Material provided
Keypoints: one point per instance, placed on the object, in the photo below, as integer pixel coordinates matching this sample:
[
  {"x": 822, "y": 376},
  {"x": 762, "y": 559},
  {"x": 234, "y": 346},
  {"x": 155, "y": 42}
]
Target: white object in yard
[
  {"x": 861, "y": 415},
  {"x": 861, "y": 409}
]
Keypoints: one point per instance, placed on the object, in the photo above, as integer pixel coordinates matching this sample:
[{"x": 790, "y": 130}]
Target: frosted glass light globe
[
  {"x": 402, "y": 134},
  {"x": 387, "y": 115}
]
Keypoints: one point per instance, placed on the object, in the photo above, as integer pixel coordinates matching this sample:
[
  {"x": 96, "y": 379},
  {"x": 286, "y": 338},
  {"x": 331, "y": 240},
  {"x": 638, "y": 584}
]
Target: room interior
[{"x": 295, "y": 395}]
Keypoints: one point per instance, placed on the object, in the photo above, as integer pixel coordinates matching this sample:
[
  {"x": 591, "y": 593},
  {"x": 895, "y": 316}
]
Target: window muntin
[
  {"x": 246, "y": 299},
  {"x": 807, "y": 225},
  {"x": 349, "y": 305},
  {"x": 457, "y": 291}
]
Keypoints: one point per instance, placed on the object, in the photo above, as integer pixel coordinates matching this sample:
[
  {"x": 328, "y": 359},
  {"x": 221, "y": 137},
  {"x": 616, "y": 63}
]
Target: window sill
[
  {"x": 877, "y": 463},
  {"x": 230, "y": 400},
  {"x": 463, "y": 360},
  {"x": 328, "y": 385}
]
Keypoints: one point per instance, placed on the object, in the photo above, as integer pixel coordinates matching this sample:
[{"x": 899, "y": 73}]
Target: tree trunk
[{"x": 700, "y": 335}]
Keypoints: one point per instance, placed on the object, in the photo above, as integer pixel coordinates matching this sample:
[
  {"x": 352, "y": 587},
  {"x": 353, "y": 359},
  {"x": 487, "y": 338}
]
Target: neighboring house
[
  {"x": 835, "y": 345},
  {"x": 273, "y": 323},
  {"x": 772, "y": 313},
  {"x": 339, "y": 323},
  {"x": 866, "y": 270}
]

Task objective
Retype each entry exactly, leaving none of them out.

Response below
Keypoints: one point per instance, placed on the object, in the photo below, as integer pixel coordinates matching this sample:
[
  {"x": 822, "y": 376},
  {"x": 762, "y": 559},
  {"x": 234, "y": 346},
  {"x": 155, "y": 42}
]
Target: white object in yard
[
  {"x": 861, "y": 415},
  {"x": 861, "y": 409}
]
Keypoints: one point per instance, placed on the object, in the photo above, as integer pixel coordinates matching this sample:
[{"x": 790, "y": 130}]
Target: frosted glass light globe
[
  {"x": 402, "y": 134},
  {"x": 387, "y": 115}
]
Keypoints: one point per instance, placed on the object, in the photo above, as integer pixel coordinates matching this sample:
[
  {"x": 96, "y": 379},
  {"x": 286, "y": 338},
  {"x": 331, "y": 240},
  {"x": 638, "y": 584}
]
Target: room interior
[{"x": 295, "y": 395}]
Keypoints: one point per instance, placed on the object, in the photo above, as integer pixel coordinates matching this sample:
[
  {"x": 591, "y": 593},
  {"x": 895, "y": 316}
]
Target: window muntin
[
  {"x": 246, "y": 299},
  {"x": 807, "y": 225},
  {"x": 349, "y": 305},
  {"x": 457, "y": 291}
]
Keypoints: one point per instance, placed on the object, in the photo above, as integer pixel coordinates matching this sample:
[
  {"x": 328, "y": 359},
  {"x": 221, "y": 137},
  {"x": 616, "y": 63}
]
Target: window sill
[
  {"x": 877, "y": 463},
  {"x": 230, "y": 400},
  {"x": 463, "y": 360},
  {"x": 328, "y": 385}
]
Keypoints: one point per instance, placed on the object, in the photo above, as integer pixel coordinates matching this sample:
[{"x": 899, "y": 73}]
Target: tree trunk
[{"x": 700, "y": 335}]
Keypoints: one point per instance, placed on the object, in the photo above, as integer pixel coordinates matching this sample:
[
  {"x": 352, "y": 587},
  {"x": 353, "y": 359},
  {"x": 487, "y": 338}
]
Target: neighboring house
[
  {"x": 835, "y": 345},
  {"x": 273, "y": 323},
  {"x": 772, "y": 313},
  {"x": 339, "y": 323},
  {"x": 866, "y": 270}
]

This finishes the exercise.